(Stored records)
----------
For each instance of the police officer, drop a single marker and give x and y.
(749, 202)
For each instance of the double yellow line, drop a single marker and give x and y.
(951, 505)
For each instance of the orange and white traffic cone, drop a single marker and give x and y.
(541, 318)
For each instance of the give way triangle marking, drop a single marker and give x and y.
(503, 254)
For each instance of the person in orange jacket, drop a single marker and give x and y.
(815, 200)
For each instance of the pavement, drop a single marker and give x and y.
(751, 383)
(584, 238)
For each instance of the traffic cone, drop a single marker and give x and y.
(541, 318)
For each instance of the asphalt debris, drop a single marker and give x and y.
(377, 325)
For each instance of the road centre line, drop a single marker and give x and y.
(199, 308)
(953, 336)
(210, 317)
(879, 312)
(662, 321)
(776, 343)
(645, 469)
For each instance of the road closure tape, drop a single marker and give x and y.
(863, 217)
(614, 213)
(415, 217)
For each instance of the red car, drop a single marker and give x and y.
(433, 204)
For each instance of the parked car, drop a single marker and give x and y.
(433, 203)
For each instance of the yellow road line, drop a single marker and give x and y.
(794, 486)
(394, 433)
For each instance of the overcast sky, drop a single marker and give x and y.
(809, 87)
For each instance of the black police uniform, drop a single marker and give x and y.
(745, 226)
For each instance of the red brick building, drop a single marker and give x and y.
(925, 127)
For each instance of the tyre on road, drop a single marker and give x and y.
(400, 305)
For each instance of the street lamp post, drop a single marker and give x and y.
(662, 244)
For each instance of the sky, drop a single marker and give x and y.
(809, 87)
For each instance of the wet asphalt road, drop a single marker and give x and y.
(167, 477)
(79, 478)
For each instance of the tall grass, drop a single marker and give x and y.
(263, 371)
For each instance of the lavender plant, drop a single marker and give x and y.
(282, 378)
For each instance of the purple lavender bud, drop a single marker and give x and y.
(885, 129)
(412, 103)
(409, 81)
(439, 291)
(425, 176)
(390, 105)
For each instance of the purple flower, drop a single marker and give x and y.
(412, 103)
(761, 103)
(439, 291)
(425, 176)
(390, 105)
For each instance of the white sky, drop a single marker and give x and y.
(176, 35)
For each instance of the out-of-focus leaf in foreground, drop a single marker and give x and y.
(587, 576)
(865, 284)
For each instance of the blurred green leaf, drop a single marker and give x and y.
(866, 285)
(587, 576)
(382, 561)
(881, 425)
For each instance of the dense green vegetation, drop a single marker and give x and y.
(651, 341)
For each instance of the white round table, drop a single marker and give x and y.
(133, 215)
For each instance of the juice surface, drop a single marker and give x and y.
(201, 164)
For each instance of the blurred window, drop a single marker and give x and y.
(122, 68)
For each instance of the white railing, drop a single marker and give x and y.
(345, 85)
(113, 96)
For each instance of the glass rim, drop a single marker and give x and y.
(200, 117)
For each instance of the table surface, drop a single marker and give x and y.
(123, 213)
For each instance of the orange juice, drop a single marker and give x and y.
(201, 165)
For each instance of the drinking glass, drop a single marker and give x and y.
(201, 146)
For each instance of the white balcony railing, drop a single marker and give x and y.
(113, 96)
----------
Aim:
Starting with the line containing "For each instance of the white round" and going on through the end of the Stored records, write out every line again. Shift each x and y coordinate by -143 and leave all other text unchanged.

Expected answer:
For each instance of the white round table, drop a single marker and give x and y.
(-10, 72)
For each instance of the juice surface, drop a single marker and give x and y.
(58, 21)
For each instance of the blurred window, drop a single marker and give x and y.
(-21, -75)
For each instance of the white railing, drop a single marker and give x and y.
(202, -58)
(-30, -47)
For each instance of the glass rim, drop a single marker and give x and y.
(57, -26)
For each instance of the table surface, drop a single marker and give x and y.
(-20, 70)
For each instance of the orange juice, drop a single marker and give x and y.
(58, 22)
For each instance of the drinking glass, drop a single marker and give x and y.
(58, 3)
For each instance of the white balcony railing, drop a single marker and give x and y.
(-30, -47)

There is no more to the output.